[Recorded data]
____________________

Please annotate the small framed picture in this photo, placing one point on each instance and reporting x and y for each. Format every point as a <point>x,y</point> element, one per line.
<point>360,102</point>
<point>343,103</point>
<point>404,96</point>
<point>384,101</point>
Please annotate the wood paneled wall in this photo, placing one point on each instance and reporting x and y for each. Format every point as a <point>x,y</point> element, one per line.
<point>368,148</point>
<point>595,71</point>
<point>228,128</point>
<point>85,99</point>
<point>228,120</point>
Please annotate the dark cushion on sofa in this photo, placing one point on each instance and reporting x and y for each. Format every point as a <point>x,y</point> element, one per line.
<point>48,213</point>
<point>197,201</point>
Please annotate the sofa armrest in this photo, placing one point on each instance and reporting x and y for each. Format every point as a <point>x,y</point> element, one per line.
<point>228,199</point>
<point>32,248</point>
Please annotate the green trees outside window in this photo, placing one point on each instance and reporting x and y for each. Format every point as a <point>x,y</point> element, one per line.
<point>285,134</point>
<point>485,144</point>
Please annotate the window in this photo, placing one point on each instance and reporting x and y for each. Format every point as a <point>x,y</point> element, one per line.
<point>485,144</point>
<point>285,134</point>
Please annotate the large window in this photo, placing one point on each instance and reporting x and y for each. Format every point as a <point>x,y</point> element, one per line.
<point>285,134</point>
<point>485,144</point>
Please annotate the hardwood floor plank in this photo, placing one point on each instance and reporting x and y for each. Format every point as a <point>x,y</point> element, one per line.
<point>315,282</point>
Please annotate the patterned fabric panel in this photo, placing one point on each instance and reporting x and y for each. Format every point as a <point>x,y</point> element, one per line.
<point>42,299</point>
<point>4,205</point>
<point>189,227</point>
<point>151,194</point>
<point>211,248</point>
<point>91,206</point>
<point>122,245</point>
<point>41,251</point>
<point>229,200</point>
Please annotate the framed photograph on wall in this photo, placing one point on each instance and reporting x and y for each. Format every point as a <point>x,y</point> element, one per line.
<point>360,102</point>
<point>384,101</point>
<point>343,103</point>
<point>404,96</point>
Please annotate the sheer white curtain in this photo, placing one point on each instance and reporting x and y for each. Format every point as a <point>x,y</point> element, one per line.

____________________

§ **Try it**
The whole block of entries above should be repeated exactly.

§ **Output for this task**
Please annotate the small framed picture in this photo, placing one point on each instance and reporting x and y for each. Format every point as a <point>x,y</point> element, one per line.
<point>360,102</point>
<point>343,103</point>
<point>404,96</point>
<point>384,101</point>
Please annotate the wood paneled wall in this photo, placing one point on each instance and reporting x and y for each. Format every point as a <point>x,y</point> element, one per line.
<point>368,148</point>
<point>595,71</point>
<point>228,128</point>
<point>85,99</point>
<point>228,120</point>
Please annotate the dark cushion on sofa in this photo, placing one point on each instance and reporting x and y for each. Format every point as a <point>x,y</point> element, one per line.
<point>48,213</point>
<point>197,201</point>
Please annotate the sofa armrest in this photo, placing one point on each instance and reporting x and y for each. Format every point as a <point>x,y</point> element, one per line.
<point>228,199</point>
<point>32,248</point>
Please annotate the green trees outside window in this photo, placing one point on each instance and reporting x and y for each. Format every point as a <point>x,y</point> element, one per line.
<point>285,134</point>
<point>485,144</point>
Please annotate the window in this photo, placing one point on each instance and reporting x and y for each. Format every point as a <point>x,y</point> element, one per line.
<point>485,144</point>
<point>285,134</point>
Please annotate the large window in this photo, placing one point on each instance and reporting x and y for each. Format every point as a <point>x,y</point> element, one per line.
<point>285,134</point>
<point>485,144</point>
Please annotate the hardwood floor plank in this photo, placing one point on each instance and reporting x and y for each. Format every point as a <point>x,y</point> element, one per line.
<point>315,282</point>
Please annotate the patterned fabric panel in this photo, placing one point on each instance and reporting x and y for each. Format every point as a <point>x,y</point> element, one per line.
<point>42,299</point>
<point>4,205</point>
<point>189,227</point>
<point>151,194</point>
<point>211,248</point>
<point>91,206</point>
<point>122,245</point>
<point>41,251</point>
<point>229,200</point>
Please annotate the framed photograph on wall in this photo, placing one point on each instance and reporting x and y for each. Format every point as a <point>x,y</point> element, one per line.
<point>360,102</point>
<point>384,101</point>
<point>343,103</point>
<point>404,96</point>
Please annotate the sheer white curtain in this photo, placing one point on each instance and reporting x and y for each. Format every point as a <point>x,y</point> element, one per line.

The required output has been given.